Exercise instructions: Copy the listing below line for line, changing no character.

━━━ Given records ━━━

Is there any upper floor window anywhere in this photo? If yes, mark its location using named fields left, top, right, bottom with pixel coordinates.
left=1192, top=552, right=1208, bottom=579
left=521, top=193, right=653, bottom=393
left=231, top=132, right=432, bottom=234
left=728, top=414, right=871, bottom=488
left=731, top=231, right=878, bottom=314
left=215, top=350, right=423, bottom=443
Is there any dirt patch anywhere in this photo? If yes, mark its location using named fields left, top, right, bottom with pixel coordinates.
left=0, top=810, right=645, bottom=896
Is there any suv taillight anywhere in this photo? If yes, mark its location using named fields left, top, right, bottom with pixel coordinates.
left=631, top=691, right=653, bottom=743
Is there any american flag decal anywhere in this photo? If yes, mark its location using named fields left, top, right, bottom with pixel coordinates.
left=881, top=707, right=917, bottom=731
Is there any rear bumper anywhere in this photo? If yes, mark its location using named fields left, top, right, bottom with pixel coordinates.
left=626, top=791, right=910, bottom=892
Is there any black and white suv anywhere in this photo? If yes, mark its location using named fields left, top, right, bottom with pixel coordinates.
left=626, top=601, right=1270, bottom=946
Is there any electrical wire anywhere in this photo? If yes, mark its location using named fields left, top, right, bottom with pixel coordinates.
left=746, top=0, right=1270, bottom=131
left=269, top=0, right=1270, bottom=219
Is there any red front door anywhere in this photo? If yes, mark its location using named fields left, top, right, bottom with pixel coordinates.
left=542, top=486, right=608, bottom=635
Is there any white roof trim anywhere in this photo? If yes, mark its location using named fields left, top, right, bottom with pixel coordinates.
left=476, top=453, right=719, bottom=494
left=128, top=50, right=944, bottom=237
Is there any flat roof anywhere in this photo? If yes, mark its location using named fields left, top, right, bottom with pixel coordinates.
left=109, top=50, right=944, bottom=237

━━━

Response:
Is there any upper floor window anywhere in this photo? If yes, mark its location using named fields left, top, right, bottom with pixel coordinates.
left=1192, top=552, right=1208, bottom=579
left=521, top=193, right=653, bottom=393
left=231, top=132, right=432, bottom=234
left=728, top=414, right=871, bottom=488
left=731, top=231, right=878, bottom=314
left=215, top=350, right=423, bottom=443
Is there any dirt patch anywhere in this photo? If yes, mark its location using named fields left, top, right, bottom with pixel coordinates.
left=0, top=810, right=645, bottom=896
Is there any suv taillight anywhere in this photo? If yes, mark its location using named fields left, top, right, bottom with pixel coordinates.
left=631, top=691, right=653, bottom=743
Is there any american flag decal anywhere in this photo? If yes, mark its location using named fields left, top, right, bottom with pixel coordinates.
left=881, top=707, right=917, bottom=731
Is there any rear bumper anywhere in this photo? If yes, mark its location using named fields left, top, right, bottom with pixel coordinates.
left=626, top=791, right=910, bottom=892
Is there any black and white suv anywhere in this photo? If yes, mark its location using named fields left, top, right, bottom with pixel coordinates.
left=626, top=601, right=1270, bottom=946
Is there any electrical wire anywhere in this photo? If yes, mark its location using named fields left, top, right, bottom with pixel coordinates.
left=746, top=0, right=1270, bottom=131
left=269, top=0, right=1270, bottom=219
Is there any red front door anywhere in this photo? If yes, mark its location using named fields left, top, right, bottom with pixel coordinates.
left=542, top=486, right=608, bottom=635
Is there any white roof trim anywhere in this photo? If yes, mark its location using named fields left, top, right, bottom with pixel coordinates.
left=476, top=453, right=719, bottom=494
left=128, top=50, right=944, bottom=237
Is there any flat roof anywhere in this photo? If yes, mark its location using named fields left, top, right, bottom with pixel coordinates.
left=109, top=50, right=944, bottom=237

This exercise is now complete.